§ YOUR TASK:
List all lines of the data containing the word "drooping".

Items from a dataset:

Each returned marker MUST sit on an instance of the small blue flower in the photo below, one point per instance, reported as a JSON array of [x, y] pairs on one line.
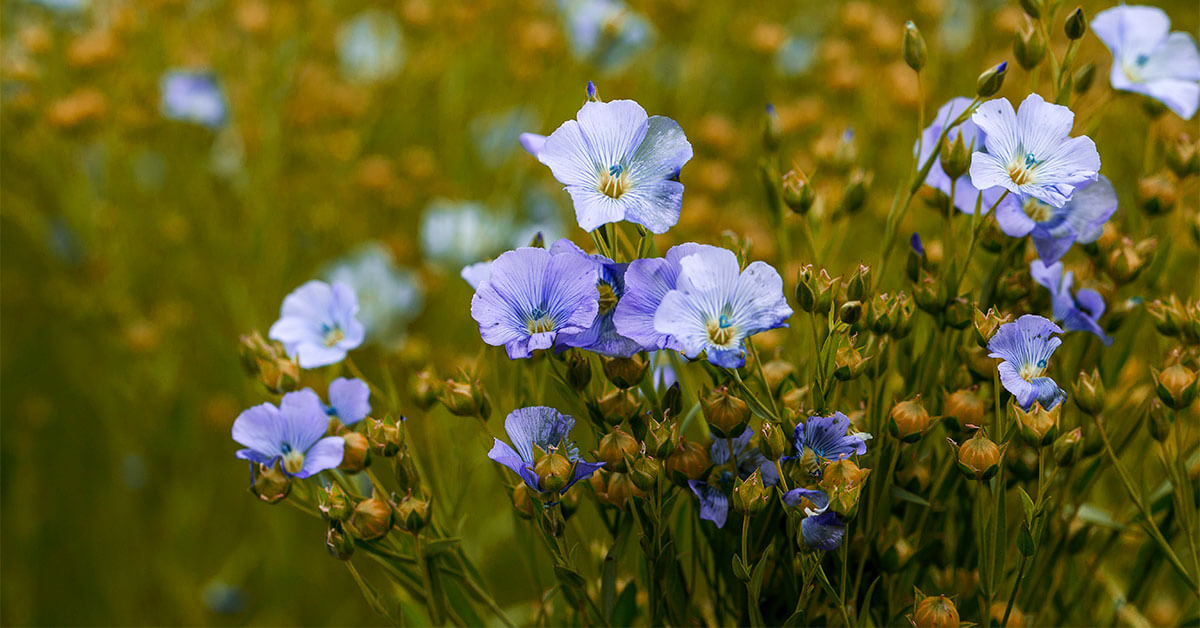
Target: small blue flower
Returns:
[[1054, 229], [1025, 346], [318, 324], [349, 400], [291, 434], [1031, 153], [1147, 59], [827, 438], [547, 429], [1078, 312], [822, 528], [193, 96], [618, 163], [533, 295], [714, 306]]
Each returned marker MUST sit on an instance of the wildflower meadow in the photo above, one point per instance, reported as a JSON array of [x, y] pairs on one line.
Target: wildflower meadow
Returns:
[[600, 312]]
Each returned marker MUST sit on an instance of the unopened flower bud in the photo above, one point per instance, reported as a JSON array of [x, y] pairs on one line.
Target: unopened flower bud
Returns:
[[843, 482], [339, 543], [412, 513], [357, 453], [270, 484], [615, 448], [579, 370], [915, 51], [990, 81], [625, 372], [1077, 24], [935, 612], [370, 520], [909, 419], [1038, 425], [1090, 392], [749, 495], [726, 414], [1176, 386], [979, 458], [1067, 448]]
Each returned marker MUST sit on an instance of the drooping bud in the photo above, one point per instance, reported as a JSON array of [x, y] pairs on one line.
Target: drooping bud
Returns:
[[909, 420], [1077, 24], [915, 51], [1038, 425], [1090, 392], [749, 495], [270, 484], [979, 458], [357, 453], [1067, 448], [412, 513], [339, 543], [726, 414], [990, 81], [625, 372], [579, 370], [370, 520], [615, 448], [1176, 386]]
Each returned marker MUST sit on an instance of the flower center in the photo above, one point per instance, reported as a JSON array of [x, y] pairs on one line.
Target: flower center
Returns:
[[1021, 169], [721, 330], [293, 460], [539, 322], [1038, 210], [613, 181], [607, 297]]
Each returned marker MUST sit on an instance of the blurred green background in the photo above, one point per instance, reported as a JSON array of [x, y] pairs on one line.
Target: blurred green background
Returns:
[[136, 249]]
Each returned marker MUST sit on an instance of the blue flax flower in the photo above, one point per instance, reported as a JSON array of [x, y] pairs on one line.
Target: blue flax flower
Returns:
[[965, 193], [1147, 59], [714, 306], [318, 323], [601, 338], [533, 295], [1078, 312], [292, 434], [618, 163], [349, 400], [822, 528], [827, 438], [1031, 153], [647, 281], [1025, 346], [714, 500], [547, 429], [1054, 229], [193, 96]]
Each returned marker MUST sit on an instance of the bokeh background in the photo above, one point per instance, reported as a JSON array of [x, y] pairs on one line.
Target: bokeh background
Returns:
[[373, 142]]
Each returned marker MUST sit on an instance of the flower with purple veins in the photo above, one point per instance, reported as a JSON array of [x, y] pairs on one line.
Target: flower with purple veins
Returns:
[[1078, 312], [1031, 153], [619, 163], [533, 295], [601, 338], [965, 193], [293, 434], [349, 400], [1054, 229], [1147, 59], [822, 528], [715, 305], [647, 281], [1025, 346], [547, 430], [318, 323]]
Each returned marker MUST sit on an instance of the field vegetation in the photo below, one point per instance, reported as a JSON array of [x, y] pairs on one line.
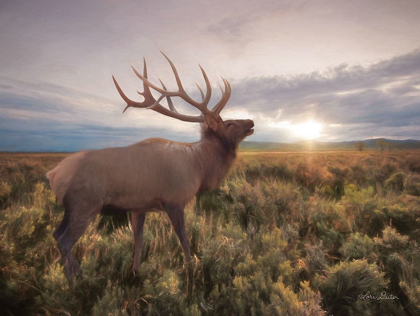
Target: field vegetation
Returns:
[[286, 234]]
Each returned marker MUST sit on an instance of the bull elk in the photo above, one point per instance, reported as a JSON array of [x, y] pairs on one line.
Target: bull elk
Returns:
[[152, 175]]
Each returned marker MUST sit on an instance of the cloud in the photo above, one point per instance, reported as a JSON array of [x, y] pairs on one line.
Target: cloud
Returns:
[[381, 99], [343, 103], [45, 117]]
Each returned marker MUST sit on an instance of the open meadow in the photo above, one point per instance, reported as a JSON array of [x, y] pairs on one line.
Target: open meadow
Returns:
[[334, 233]]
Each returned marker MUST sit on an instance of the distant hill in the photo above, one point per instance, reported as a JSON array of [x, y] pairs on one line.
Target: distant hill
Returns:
[[311, 145]]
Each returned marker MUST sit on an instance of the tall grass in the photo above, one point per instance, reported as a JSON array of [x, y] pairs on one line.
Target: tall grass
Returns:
[[301, 234]]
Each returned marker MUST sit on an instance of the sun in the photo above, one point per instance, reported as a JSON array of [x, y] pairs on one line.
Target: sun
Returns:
[[307, 130]]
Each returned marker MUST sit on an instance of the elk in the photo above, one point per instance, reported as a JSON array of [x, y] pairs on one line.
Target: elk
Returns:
[[152, 175]]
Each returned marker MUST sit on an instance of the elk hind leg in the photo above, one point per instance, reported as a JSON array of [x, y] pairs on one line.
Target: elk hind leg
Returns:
[[176, 216], [78, 220], [61, 227], [137, 223]]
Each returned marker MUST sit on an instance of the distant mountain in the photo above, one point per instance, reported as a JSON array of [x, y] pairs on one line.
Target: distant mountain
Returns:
[[311, 145]]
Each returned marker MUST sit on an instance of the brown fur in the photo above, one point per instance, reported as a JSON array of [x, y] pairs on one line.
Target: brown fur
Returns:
[[155, 174]]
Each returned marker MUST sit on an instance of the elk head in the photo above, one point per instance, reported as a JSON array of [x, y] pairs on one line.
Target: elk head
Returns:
[[229, 132]]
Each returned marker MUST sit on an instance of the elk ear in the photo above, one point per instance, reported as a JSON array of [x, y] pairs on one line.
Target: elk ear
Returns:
[[212, 122]]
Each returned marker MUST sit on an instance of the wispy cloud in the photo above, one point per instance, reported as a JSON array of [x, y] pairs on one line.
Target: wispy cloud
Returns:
[[383, 95]]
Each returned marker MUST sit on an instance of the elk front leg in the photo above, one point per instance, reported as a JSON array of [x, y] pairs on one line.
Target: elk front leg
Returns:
[[137, 223], [176, 216]]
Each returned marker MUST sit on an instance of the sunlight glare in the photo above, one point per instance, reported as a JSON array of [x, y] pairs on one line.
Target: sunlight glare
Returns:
[[307, 130]]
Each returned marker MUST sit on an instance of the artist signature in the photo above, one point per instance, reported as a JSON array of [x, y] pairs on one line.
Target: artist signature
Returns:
[[383, 296]]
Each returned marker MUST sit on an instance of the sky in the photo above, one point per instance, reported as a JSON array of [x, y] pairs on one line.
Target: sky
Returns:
[[325, 70]]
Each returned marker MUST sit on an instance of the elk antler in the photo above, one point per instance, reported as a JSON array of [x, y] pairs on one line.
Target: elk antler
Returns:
[[151, 103]]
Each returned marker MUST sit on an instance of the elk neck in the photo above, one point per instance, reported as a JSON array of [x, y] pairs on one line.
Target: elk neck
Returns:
[[217, 156]]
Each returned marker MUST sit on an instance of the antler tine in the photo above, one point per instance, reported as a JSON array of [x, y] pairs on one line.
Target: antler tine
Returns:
[[201, 92], [182, 94], [225, 97], [168, 99], [150, 102]]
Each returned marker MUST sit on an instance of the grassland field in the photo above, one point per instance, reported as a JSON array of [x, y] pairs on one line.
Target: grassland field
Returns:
[[325, 233]]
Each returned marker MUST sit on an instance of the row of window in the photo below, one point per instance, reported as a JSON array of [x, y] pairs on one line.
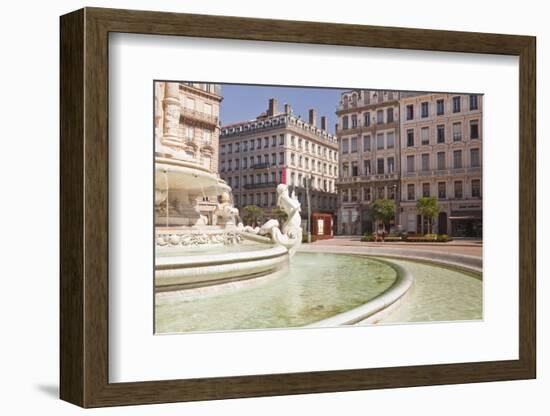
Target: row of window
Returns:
[[252, 144], [383, 141], [273, 178], [370, 193], [368, 97], [269, 200], [380, 117], [265, 161], [315, 148], [440, 110], [458, 190], [441, 160], [256, 144], [304, 163], [383, 165], [440, 136]]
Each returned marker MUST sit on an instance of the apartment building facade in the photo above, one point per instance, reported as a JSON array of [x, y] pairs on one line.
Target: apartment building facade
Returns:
[[441, 154], [279, 147], [187, 122], [368, 134]]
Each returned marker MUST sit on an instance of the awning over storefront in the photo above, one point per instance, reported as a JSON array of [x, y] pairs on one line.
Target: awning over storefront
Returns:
[[465, 215]]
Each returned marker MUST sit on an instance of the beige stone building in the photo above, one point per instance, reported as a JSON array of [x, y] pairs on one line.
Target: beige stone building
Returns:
[[368, 134], [187, 122], [441, 154], [186, 133], [279, 147]]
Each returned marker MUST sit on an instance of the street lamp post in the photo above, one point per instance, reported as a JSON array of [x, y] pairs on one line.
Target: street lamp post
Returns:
[[308, 183]]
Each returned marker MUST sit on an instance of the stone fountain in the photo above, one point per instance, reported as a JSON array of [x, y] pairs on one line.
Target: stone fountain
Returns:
[[199, 240]]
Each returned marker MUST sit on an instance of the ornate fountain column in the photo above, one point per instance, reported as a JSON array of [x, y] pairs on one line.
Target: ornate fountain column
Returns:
[[171, 104]]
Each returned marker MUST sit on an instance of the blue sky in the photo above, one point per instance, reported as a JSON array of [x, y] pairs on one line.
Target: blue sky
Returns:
[[245, 102]]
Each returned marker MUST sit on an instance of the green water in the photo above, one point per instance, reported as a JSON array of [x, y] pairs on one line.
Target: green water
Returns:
[[318, 286], [439, 294], [315, 287]]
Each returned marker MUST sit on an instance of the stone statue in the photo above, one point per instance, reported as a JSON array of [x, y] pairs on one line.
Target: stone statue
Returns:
[[225, 213], [291, 234]]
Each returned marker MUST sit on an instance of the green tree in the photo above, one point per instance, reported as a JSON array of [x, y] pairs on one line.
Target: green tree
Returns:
[[253, 215], [427, 207], [383, 210]]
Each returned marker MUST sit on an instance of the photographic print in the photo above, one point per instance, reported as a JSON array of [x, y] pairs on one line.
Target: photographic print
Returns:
[[290, 206]]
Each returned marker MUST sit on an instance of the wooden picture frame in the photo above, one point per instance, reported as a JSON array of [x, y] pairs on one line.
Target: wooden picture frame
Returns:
[[84, 207]]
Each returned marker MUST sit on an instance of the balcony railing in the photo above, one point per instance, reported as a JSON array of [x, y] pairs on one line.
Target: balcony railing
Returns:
[[442, 172], [366, 178], [263, 165]]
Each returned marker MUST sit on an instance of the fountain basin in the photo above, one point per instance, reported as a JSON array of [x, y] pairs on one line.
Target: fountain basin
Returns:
[[227, 264]]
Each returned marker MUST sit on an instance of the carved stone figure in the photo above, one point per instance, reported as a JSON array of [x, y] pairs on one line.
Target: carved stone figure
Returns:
[[291, 234]]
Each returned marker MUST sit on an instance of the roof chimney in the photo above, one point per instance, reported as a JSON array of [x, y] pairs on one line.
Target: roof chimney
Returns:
[[324, 123], [312, 117], [272, 110]]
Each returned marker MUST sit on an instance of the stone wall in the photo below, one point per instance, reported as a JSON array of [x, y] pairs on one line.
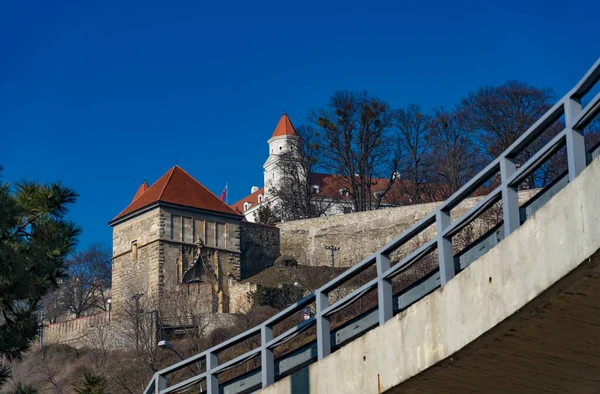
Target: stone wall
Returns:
[[136, 271], [260, 246], [73, 331], [358, 235], [143, 228], [239, 296]]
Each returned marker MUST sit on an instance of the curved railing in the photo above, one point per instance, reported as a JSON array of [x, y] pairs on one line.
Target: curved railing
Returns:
[[569, 109]]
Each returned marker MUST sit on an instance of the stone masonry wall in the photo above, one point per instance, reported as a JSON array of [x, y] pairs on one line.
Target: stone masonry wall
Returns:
[[356, 234], [135, 274], [260, 247], [239, 296], [72, 331]]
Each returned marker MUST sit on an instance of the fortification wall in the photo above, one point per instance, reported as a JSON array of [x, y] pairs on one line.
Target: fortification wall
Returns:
[[260, 247], [72, 331], [356, 234]]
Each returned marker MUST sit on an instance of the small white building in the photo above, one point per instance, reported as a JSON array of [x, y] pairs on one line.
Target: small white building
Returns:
[[330, 189]]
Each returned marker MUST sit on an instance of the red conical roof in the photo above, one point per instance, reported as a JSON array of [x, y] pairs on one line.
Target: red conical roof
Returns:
[[143, 187], [178, 187], [284, 127]]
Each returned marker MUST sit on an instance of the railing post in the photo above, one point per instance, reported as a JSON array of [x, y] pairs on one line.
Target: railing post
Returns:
[[510, 197], [160, 384], [267, 358], [212, 381], [384, 289], [323, 332], [445, 253], [575, 140]]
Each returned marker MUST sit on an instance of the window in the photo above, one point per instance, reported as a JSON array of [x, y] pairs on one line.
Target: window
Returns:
[[220, 235], [187, 230], [210, 233], [134, 250], [176, 227]]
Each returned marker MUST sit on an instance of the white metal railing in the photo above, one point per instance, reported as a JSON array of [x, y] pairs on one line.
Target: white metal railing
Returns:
[[576, 118]]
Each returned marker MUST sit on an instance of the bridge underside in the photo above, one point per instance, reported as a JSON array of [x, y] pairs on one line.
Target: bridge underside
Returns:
[[550, 346]]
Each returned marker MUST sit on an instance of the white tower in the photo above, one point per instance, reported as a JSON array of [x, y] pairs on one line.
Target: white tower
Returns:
[[283, 140]]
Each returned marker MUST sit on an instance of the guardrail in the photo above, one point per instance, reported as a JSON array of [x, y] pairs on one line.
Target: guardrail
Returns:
[[576, 118]]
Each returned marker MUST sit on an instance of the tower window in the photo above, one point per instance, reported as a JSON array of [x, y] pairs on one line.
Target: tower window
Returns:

§ TASK OUTPUT:
Each returned marker MUST sit on an instance of the drooping bud in the photo above, one point per instance, reported as a JSON array of [x, y] pairs on one line.
Target: drooping bud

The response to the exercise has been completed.